Repeat everything from "Both Home products" down to "of up-to 10meg." in the fibre broadband announcement, swapping "Business packages" for "Business plans".

** PASSAGE SHOWN **

—————

IDnet are the latest ISP to announce they are selling up-to 40Mbps fibre broadband products using BT's fibre-to-the-cabinet service. 32 exchanges are currently active with fibre run to road side cabinets where VDSL2 equipment is connected to phone lines, but this is set to increase to 66% coverage by 2015. The IDnet fibre coverage checker will tell you if you can receive the service, or an estimated date of when your area will be enabled, if available.
Both Home products and Business products are available with the cheapest being Home Start Fibre at £24.99 per month (£22.91 per month if bought annually), including 15GB peak time allowance (9am - midnight) and 45GB offpeak. The highest usage aimed at home users is the Home SuperPro Fibre which includes 400GB a month (80GB peak) for £46.99. A minimum 12 month contract and a connection charge of £47 apply.
For those looking for an unlimited download allowance product, the Business packages offer an option for this at £99.50 per month with an SLA guaranteeing a fix within 24 hours. All business and home fibre products offer a download speed of up-to 40meg and upload speeds of up-to 10meg.

—————

Source data
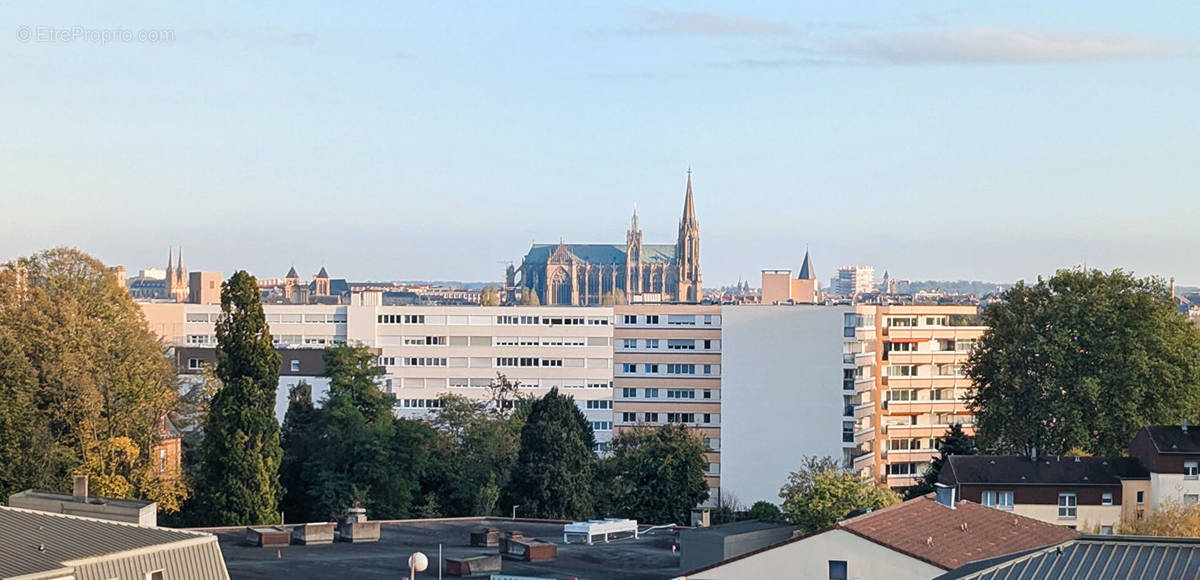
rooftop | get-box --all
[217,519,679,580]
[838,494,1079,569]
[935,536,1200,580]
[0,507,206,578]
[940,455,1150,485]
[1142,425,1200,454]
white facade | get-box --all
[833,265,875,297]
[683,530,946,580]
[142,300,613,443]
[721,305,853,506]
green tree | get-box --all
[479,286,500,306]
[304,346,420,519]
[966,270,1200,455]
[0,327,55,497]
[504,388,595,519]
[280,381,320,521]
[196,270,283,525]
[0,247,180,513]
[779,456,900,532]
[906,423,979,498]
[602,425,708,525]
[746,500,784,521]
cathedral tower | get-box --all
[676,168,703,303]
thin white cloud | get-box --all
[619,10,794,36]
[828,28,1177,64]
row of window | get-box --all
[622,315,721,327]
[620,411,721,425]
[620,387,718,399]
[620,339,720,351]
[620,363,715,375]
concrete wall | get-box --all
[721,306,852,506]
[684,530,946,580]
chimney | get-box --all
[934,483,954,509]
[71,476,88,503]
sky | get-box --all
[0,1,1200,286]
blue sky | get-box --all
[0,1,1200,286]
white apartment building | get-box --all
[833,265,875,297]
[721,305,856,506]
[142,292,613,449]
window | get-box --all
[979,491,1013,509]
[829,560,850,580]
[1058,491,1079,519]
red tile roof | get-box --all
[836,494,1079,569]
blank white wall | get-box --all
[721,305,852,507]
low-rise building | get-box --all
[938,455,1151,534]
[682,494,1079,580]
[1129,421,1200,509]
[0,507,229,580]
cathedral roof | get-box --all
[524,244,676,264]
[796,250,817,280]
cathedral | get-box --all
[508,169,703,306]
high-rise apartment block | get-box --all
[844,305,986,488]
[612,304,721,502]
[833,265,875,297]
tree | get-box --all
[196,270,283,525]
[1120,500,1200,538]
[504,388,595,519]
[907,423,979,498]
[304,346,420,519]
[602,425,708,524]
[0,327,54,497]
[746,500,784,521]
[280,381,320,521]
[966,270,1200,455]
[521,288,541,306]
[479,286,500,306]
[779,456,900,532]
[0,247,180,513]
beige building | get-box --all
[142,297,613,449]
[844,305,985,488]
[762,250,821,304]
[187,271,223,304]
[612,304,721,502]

—————

** WRITTEN SOLUTION **
Both Home products and Business products are available with the cheapest being Home Start Fibre at £24.99 per month (£22.91 per month if bought annually), including 15GB peak time allowance (9am - midnight) and 45GB offpeak. The highest usage aimed at home users is the Home SuperPro Fibre which includes 400GB a month (80GB peak) for £46.99. A minimum 12 month contract and a connection charge of £47 apply.
For those looking for an unlimited download allowance product, the Business plans offer an option for this at £99.50 per month with an SLA guaranteeing a fix within 24 hours. All business and home fibre products offer a download speed of up-to 40meg and upload speeds of up-to 10meg.